What is required: Rewrite the lines from the one containing "For every instance of the yellow" through the end, changing "dark" to "black" and leaving everything else the same.

Stored data:

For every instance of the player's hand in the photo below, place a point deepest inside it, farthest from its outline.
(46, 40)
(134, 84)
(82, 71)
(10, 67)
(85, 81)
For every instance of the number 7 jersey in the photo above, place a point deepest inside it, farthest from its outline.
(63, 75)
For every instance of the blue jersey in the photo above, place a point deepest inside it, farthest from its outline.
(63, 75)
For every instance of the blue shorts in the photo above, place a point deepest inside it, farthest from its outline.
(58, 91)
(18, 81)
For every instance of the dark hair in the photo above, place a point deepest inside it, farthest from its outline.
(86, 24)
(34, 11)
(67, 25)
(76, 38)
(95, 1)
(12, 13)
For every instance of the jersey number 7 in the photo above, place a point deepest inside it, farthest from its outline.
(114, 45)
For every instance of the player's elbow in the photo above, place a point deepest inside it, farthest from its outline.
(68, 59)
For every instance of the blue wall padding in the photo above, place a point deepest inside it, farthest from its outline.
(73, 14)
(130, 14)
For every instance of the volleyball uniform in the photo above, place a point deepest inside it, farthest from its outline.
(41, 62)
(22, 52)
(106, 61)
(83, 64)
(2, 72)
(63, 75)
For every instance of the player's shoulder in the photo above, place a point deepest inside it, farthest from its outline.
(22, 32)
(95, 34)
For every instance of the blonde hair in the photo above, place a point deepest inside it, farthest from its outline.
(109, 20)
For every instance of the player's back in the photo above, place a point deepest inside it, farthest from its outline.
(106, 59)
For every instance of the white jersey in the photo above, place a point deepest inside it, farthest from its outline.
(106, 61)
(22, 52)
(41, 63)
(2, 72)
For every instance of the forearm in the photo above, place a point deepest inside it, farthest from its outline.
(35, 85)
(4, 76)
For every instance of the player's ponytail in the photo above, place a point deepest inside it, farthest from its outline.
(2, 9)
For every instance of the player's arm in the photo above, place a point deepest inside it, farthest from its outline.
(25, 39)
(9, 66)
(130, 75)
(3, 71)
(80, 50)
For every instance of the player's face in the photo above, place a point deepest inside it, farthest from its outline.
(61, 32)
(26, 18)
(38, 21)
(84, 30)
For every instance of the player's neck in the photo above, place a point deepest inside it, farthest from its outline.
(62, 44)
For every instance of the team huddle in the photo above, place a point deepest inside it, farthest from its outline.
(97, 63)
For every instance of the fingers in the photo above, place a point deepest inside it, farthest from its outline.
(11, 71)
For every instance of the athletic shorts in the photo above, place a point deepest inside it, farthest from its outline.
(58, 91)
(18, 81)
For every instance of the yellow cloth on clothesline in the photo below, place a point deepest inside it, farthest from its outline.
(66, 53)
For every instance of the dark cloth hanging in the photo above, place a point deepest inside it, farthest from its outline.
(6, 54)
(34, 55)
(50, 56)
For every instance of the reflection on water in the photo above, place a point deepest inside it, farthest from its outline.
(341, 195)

Right answer:
For every instance of the yellow cloth on clothesline in the photo below, place a point deepest inside it, farthest from its outline.
(66, 53)
For every instance of the black cloth hanging in the photo above, place a point deepest inside it, farthest from its outline.
(6, 54)
(34, 55)
(50, 56)
For every instance of the reflection on water in the photo above, place a point deepest inside it, farthest from its outline.
(341, 195)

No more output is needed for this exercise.